**INSTRUCTIONS**:
1: Quote every sentence in the forum thread about the undergraduate amplifier project that ends with a question mark.
2: Extend the forum thread about the undergraduate amplifier project past its final post.

====== EXCERPTED PASSAGE

I’m an undergraduate student and I have done maybe 40-50 hours of basic electronic learning. I have no idea…I’ve just been attempting to bias class ABs and differential amplifiers seeing if I can achieve a low distortion with at least some amplification

@AHX123 What year? Hopefully not 1st year. Would this be 3rd year? Maybe? By the way, I'm just a hobbyist. Physics and math are my life. Not electronics, which is just a hobby. I haven't even had a single class on so much as DC electronics and Ohms Law. Not so much as one hour of class time. So keep that in mind. I'm just an idiot in electronics.

Yes this is 3rd year. But I got given my last choice in my project. Which was very very unlucky

Is there any way I can talk to you in depth about this project?

@AHX123 Yes. In chat. I forget how to do that. But I'm pretty sure some admin type will jump in and force that onto us... soon. They hate seeing this kind of chat going on. Like the plague.

I don’t have enough “reputation” to chat the rules are there…what can we do…

So the circuit where you told me to input diodes that would be impossible to build with real parts?

============
====== DATA

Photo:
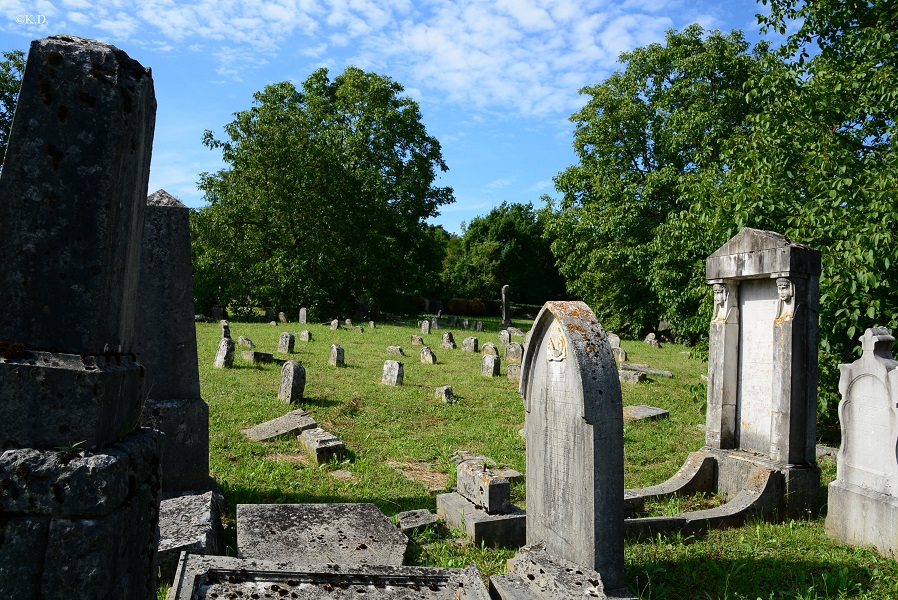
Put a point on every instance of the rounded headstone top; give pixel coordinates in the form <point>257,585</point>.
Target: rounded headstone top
<point>163,198</point>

============

**RESPONSE LIST**:
1:
- What year?
- Would this be 3rd year?
- Maybe?
- Is there any way I can talk to you in depth about this project?
- So the circuit where you told me to input diodes that would be impossible to build with real parts?

2:
@periblepsis - And "some admin type" now swoops in and will move this discussion into chat :) Please wait a moment... (It's not that we hate discussion in comments, but that is specifically prohibited as a use of comments in the commenting policy).

Okay. We've dropped into the chat. Are you there?

AS I was saying

Yes I’m here

Go ahead.

There isn’t any way for me to build this circuit with the diagram you showed me earlier with the diodes

The diodes I implement?

And the negative supply rails

You can use real diodes if your instructor doesn't count them as transistors.

They are fine. Just a bit of a pain because they don't respond to temperature the same way as a transistor does.

I gather you are allowed negative rails. Is that true?

The circuit will be running for a couple mins max at a time for testing and showing purposes

Yes im allowed negative supply

Yes. But if the room is cold that's one thing. If the room is hot, that's another. But if you can count on testing your circuit at the temperature that you will be tested on, then that's good. It means you don't have to cope with temp variation. Good!

That just leaves part variation. Which is less to worry over.

Good stuff. I’m really glad you could help. I’ve been under a lot of stress with this project and other modules

Are you permitted to use Darlington transistors and just call them one apiece?

I don’t see why not

Or would they count as two?

What's the output power requirement?

All they’ve said to me is that they are looking for an amplification 30-50x

And is the speaker a 16 Ohm one? Or will something else be used?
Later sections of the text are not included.